**Stored dataset items:**
════════

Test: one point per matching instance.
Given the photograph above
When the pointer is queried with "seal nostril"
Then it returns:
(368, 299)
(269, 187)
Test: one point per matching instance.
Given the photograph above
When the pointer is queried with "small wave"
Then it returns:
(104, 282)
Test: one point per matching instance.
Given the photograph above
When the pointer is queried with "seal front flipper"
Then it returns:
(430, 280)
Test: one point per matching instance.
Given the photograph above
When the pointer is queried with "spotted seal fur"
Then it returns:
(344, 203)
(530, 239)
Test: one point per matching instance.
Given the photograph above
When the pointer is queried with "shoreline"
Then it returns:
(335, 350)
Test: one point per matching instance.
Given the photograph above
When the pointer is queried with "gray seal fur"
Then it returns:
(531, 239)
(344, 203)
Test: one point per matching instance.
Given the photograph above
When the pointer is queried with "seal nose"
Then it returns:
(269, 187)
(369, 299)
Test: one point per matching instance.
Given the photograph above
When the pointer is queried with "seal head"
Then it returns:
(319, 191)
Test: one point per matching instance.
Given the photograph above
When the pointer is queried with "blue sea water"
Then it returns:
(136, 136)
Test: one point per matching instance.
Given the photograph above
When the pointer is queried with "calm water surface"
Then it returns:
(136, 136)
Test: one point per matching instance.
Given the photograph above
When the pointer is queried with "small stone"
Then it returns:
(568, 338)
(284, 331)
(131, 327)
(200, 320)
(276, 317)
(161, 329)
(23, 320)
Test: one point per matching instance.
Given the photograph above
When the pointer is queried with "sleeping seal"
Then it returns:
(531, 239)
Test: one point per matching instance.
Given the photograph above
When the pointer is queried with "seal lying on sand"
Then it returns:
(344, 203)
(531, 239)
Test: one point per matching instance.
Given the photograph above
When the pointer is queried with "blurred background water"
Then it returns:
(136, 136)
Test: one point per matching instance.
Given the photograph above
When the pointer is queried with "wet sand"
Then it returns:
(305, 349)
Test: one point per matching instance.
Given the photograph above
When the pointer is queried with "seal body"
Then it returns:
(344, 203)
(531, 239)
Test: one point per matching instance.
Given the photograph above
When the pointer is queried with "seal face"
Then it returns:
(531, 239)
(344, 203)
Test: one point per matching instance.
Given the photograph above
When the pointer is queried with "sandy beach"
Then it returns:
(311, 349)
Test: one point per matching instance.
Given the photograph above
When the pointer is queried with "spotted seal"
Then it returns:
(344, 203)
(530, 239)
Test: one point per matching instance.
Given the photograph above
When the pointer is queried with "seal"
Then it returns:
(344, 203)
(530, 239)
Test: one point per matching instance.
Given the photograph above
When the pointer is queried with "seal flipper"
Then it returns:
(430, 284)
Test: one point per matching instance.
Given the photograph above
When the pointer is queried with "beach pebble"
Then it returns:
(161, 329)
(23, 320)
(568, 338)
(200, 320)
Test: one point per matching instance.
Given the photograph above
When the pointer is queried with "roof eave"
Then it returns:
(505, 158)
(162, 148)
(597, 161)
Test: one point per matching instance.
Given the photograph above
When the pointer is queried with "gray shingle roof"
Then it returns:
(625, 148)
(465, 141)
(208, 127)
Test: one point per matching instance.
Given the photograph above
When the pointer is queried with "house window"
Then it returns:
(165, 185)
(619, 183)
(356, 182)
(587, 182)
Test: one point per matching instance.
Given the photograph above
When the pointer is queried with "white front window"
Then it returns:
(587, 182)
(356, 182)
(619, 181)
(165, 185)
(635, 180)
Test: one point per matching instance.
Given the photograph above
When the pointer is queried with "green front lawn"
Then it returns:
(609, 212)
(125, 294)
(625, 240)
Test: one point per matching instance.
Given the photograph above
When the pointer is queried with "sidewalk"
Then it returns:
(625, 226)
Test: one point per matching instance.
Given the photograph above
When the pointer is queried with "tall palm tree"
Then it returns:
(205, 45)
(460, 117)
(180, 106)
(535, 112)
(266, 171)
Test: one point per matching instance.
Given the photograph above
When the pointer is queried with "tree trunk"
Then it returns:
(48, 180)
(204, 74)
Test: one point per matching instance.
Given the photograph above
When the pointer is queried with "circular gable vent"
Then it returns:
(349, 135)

════════

**DIRECTION:** Give back all the data exactly as written.

**TASK RESULT:**
Test: one point per matching instance.
Given the photograph above
When the pointer is queried with "seal nostril"
Then it returns:
(368, 299)
(269, 187)
Test: one point per matching instance.
Given the photograph above
When the pointer is queried with "small wave"
Then it returns:
(104, 282)
Test: one point per matching instance.
Given the photograph above
When the pointer is queried with "seal front flipper"
Then it returns:
(430, 280)
Test: one point per matching instance.
Given the photograph above
When the pointer is queried with "spotted seal fur"
Then it returns:
(344, 203)
(530, 239)
Test: one point per matching instance.
Given the photograph above
When the pointer is queried with "shoreline"
Then it returns:
(335, 350)
Test: one point per matching instance.
Given the photograph above
When the pointer is queried with "gray seal fur"
Then it returns:
(531, 239)
(344, 203)
Test: one point per matching instance.
Given the photograph above
When the pointer is queried with "seal nose"
Then it returns:
(269, 187)
(369, 299)
Test: one point per matching instance.
Given the photograph above
When the pointer is queried with "seal head"
Then it returns:
(319, 191)
Test: one point per matching instance.
Given the photograph above
When the pointer is queried with "blue sea water"
Then it returns:
(136, 136)
Test: one point per matching instance.
Given the photograph above
When the pointer is queried with "calm water surface"
Then it returns:
(136, 136)
Test: one point per matching instance.
Given the photograph above
When the pointer is queried with "small stone"
Then it returns:
(568, 338)
(284, 331)
(131, 327)
(200, 320)
(276, 317)
(161, 329)
(23, 320)
Test: one point per matching instance.
Given the photograph above
When the pointer is queried with "sleeping seal"
Then it returns:
(531, 239)
Test: one point per matching instance.
Given the photograph above
When the pointer is queried with "seal lying on sand"
Then it returns:
(344, 203)
(531, 239)
Test: one point per matching instance.
Given the photograph above
When the pointer is queried with "blurred background water"
Then it returns:
(136, 136)
Test: one point per matching instance.
Given the photograph above
When the pointer is queried with "wet sand"
Then it returns:
(305, 349)
Test: one point per matching instance.
Given the photograph above
When the pointer is queried with "seal body"
Then it returns:
(344, 203)
(531, 239)
Test: one point per matching instance.
Given the photograph above
When the pointer is queried with "seal face"
Then it returns:
(531, 239)
(344, 203)
Test: one point per matching instance.
Given the photograph above
When the pointer is queried with "sandy beach"
Then it returns:
(311, 349)
Test: one point per matching instance.
Given the photograph above
When the pointer is queried with "spotted seal"
Then it returns:
(344, 203)
(530, 239)
Test: one point per matching instance.
Given the photograph above
When the pointer is queried with "seal"
Then it returns:
(344, 203)
(530, 239)
Test: one point per matching instance.
Given the photograph above
When the pointer is queried with "seal flipper"
Then it returns:
(430, 284)
Test: one point per matching instance.
Given the photograph above
When the pointer is queried with "beach pebble"
Then it returns:
(161, 329)
(23, 320)
(568, 338)
(200, 320)
Test: one point per matching instance.
Given the photograph above
When the pointer is queried with "roof eave"
Then it returns:
(505, 158)
(162, 148)
(597, 161)
Test: one point per matching instance.
Given the photograph above
When the pointer is queried with "gray shingle roof"
Then it returns:
(625, 148)
(465, 141)
(208, 127)
Test: one point per matching instance.
Given the photograph above
When the pointer is queried with "house window"
Then it returns:
(165, 185)
(619, 183)
(356, 182)
(587, 182)
Test: one point per matching instance.
Given the photograph above
When the pointer is queried with "white front window"
Then it returns:
(587, 182)
(356, 182)
(619, 181)
(165, 185)
(635, 180)
Test: one point per matching instance.
Given the photograph above
When the pointer is queried with "green front lawn"
Then it returns:
(609, 212)
(125, 294)
(625, 240)
Test: one point per matching instance.
Given the photograph above
When the pointer is queried with "sidewalk"
Then it returns:
(625, 226)
Test: one point per matching instance.
Given the photograph above
When the pointer is queried with "tall palm tree"
Then it returns:
(205, 45)
(460, 117)
(180, 106)
(535, 112)
(266, 171)
Test: one point per matching instance.
Given the photograph above
When the pointer is queried with "tree trunk"
Then it returns:
(48, 180)
(204, 74)
Test: one point per matching instance.
Given the photograph above
When the pointer is queried with "circular gable vent"
Then it returns:
(349, 135)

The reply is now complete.